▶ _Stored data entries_

## BEGIN

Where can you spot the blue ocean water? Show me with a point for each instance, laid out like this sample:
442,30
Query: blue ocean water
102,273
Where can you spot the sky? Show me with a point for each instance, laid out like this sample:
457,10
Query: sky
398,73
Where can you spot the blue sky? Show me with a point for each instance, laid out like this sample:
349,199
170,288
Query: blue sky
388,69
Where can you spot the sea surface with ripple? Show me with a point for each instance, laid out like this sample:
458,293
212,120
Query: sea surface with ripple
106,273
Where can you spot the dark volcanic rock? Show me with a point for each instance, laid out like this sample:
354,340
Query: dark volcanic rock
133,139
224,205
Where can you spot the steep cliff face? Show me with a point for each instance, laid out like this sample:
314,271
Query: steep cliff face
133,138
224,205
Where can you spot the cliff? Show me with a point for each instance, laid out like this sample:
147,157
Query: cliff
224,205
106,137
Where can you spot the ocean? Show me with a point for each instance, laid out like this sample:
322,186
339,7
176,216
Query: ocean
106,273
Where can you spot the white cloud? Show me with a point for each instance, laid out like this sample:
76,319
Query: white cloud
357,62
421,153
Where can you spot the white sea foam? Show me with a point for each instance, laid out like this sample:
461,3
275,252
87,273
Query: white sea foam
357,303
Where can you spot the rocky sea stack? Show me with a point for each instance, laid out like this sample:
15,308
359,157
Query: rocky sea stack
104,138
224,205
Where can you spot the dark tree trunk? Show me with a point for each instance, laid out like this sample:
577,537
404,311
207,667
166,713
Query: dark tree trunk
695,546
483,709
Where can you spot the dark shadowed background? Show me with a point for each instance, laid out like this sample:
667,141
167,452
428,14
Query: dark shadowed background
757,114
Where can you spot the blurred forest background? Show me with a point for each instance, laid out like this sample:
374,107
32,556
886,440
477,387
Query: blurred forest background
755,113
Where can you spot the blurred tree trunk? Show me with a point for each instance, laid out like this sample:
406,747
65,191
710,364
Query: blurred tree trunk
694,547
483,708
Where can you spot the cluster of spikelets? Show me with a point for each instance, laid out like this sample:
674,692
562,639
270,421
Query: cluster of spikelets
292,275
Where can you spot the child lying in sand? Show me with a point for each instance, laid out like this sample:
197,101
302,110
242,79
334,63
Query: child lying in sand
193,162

## END

▶ _Problem to solve_
Write out the whole listing exactly.

▶ _The answer_
Where can you spot the blue ocean water? Show me with a point for each instance, laid out like this sample:
442,30
Query: blue ocean water
102,273
Where can you spot the sky? Show me with a point for each instance, laid out like this sample:
457,10
Query: sky
398,73
Where can you spot the blue sky? Show me with a point for each instance, laid out like this sample:
349,199
170,288
Query: blue sky
388,69
Where can you spot the sea surface with ripple? Show me with a point for each instance, laid out like this sample:
458,293
212,120
Query: sea surface with ripple
106,273
Where can you spot the dark volcanic rock? Show me with a point for each instance, laid out like this sample:
354,340
Query: dark volcanic rock
133,139
224,205
Where can you spot the steep cliff face? Show me with a point for each instance, laid out like this sample:
314,271
Query: steep cliff face
133,138
224,205
Where can you spot the cliff? Show me with a point for each instance, laid out like this sample:
147,157
Query: cliff
224,205
106,137
Where can you spot the ocean? Show me with a point for each instance, laid out like this sample:
322,186
339,7
176,216
Query: ocean
106,273
Where can you spot the white cloud? Show me with a point for each instance, laid out like this sample:
76,319
Query: white cloud
357,62
421,153
Where can you spot the white sea foam? Show me with a point for each instance, laid out like this sample:
461,3
275,252
87,273
Query: white sea foam
357,303
Where can you spot the rocky sea stack? Show me with a point for each instance, laid out like this sample:
15,308
359,157
Query: rocky sea stack
104,138
224,205
Where can you spot the dark tree trunk? Show me with a point for each instance, laid out like this sample:
577,537
404,311
207,667
166,713
Query: dark tree trunk
695,546
483,709
Where can you spot the dark shadowed background? Show me with a point for each instance, laid out like this sample:
667,141
167,452
428,14
Query: dark shadowed background
757,114
Where can you spot the blurred forest background? Show me with a point for each instance, laid out like this sample:
374,107
32,556
886,440
477,387
Query: blurred forest background
755,113
Where can you spot the blurred tree trunk? Show me with a point for each instance, laid out like this sample:
406,747
65,191
710,364
Query: blurred tree trunk
694,547
483,708
Where can you spot the cluster of spikelets? Show me with a point for each instance, laid out like this sample:
674,692
562,639
270,421
Query: cluster of spikelets
292,275
Where can you spot the child lying in sand? Show me with a point for each instance, laid out like this sample:
197,101
302,110
242,79
334,63
Query: child lying in sand
193,162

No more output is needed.